═════ Information supplied ═════

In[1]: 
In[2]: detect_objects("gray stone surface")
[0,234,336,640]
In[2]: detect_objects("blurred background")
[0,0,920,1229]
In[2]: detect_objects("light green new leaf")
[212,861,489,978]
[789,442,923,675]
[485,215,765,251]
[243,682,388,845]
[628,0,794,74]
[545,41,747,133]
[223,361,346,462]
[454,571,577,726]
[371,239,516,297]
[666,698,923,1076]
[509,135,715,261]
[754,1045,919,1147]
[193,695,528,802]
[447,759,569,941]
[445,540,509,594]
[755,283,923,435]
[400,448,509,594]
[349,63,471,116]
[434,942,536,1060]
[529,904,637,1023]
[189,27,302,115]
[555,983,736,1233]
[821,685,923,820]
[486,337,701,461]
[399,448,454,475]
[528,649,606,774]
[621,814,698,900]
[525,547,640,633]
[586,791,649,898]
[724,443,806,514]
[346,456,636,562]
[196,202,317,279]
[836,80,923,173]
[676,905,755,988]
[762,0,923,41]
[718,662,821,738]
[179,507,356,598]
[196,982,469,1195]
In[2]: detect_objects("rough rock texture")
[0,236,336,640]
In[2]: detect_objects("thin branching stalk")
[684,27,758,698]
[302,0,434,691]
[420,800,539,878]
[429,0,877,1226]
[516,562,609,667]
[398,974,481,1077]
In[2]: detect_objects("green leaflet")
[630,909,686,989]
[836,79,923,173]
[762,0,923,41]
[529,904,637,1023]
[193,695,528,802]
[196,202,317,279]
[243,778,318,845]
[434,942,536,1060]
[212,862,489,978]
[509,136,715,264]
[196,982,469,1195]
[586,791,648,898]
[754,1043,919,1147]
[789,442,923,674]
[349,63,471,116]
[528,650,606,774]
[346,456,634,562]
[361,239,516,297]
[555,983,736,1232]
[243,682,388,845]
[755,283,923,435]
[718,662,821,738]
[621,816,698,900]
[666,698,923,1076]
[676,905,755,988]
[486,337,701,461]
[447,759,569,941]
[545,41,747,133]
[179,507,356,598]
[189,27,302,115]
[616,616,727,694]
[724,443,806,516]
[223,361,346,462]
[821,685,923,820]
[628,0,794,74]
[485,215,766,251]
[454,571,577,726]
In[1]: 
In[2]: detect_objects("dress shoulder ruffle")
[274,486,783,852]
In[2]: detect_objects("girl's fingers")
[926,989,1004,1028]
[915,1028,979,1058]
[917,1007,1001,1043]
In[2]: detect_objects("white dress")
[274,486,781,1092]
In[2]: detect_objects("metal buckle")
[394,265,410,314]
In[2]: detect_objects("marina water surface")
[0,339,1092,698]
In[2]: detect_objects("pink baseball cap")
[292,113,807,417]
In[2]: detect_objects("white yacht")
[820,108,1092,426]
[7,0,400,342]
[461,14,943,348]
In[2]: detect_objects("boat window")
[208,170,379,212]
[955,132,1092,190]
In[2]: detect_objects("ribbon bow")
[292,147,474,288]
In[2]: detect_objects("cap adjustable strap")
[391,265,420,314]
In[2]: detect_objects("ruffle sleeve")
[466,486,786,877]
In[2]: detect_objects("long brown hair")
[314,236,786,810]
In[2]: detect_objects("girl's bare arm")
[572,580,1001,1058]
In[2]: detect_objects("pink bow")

═════

-- What is expected --
Return all of the lines above without any change, keeping them in the same order.

-- Result of this task --
In[1]: 
In[2]: detect_objects("gray stone surface")
[0,234,336,640]
In[2]: detect_objects("blurred background")
[0,0,920,1229]
In[2]: detect_objects("light green new leaf")
[212,861,489,978]
[789,442,923,675]
[485,215,765,251]
[243,682,388,845]
[628,0,794,74]
[545,41,747,133]
[223,361,346,462]
[454,571,577,726]
[371,239,516,297]
[666,698,923,1076]
[509,135,715,261]
[754,1045,919,1147]
[193,695,528,802]
[447,759,569,941]
[445,540,509,594]
[755,283,923,435]
[400,448,509,594]
[349,63,471,116]
[434,942,536,1060]
[529,904,637,1023]
[189,27,302,115]
[555,983,736,1233]
[821,685,923,820]
[486,337,701,461]
[399,448,454,475]
[528,649,606,774]
[621,814,698,900]
[525,547,640,633]
[586,791,649,898]
[724,443,806,514]
[346,456,636,562]
[196,202,317,279]
[836,80,923,173]
[676,905,755,988]
[762,0,923,41]
[718,662,821,738]
[179,507,356,598]
[196,982,469,1195]
In[2]: detect_objects("rough rock texture")
[0,236,336,640]
In[2]: detect_objects("thin branching stalk")
[684,27,758,698]
[302,0,434,691]
[420,800,539,878]
[429,0,877,1226]
[516,562,609,667]
[398,974,481,1077]
In[2]: detect_objects("green leaflet")
[630,909,686,989]
[836,79,923,173]
[762,0,923,41]
[529,904,637,1023]
[193,695,528,802]
[196,202,317,279]
[243,778,318,845]
[434,942,536,1060]
[212,862,489,978]
[509,136,715,264]
[196,982,469,1195]
[586,791,648,898]
[754,1043,919,1147]
[789,442,923,674]
[349,63,471,116]
[528,650,606,774]
[346,456,634,562]
[361,239,516,297]
[555,983,736,1232]
[243,682,388,845]
[755,283,923,435]
[718,662,821,738]
[621,816,698,900]
[666,698,923,1076]
[676,905,755,988]
[486,337,701,461]
[447,759,569,941]
[545,41,747,133]
[179,507,356,598]
[189,27,302,115]
[616,616,727,694]
[724,443,806,516]
[223,361,346,462]
[821,685,923,820]
[628,0,794,74]
[485,215,766,251]
[454,571,577,726]
In[1]: 
In[2]: detect_objects("dress shoulder ruffle")
[274,486,783,852]
In[2]: detect_objects("girl's fingers")
[926,989,1004,1028]
[915,1028,979,1058]
[917,1007,1001,1043]
In[2]: detect_objects("white dress")
[274,486,781,1092]
In[2]: detect_objects("metal buckle")
[394,265,410,314]
In[2]: detect_objects("marina water surface")
[0,339,1092,698]
In[2]: detect_objects("pink baseball cap")
[292,113,807,417]
In[2]: detect_objects("white yacht")
[820,108,1092,426]
[7,0,400,342]
[461,14,943,348]
In[2]: detect_objects("boat window")
[208,170,379,212]
[955,132,1092,190]
In[2]: detect_objects("ribbon bow")
[292,147,474,288]
In[2]: detect_objects("cap adjustable strap")
[391,265,420,314]
In[2]: detect_objects("ruffle sleeve")
[466,486,786,877]
In[2]: detect_objects("long brown hair")
[314,236,786,810]
In[2]: detect_objects("girl's bare arm")
[572,580,1001,1058]
In[2]: detect_objects("pink bow")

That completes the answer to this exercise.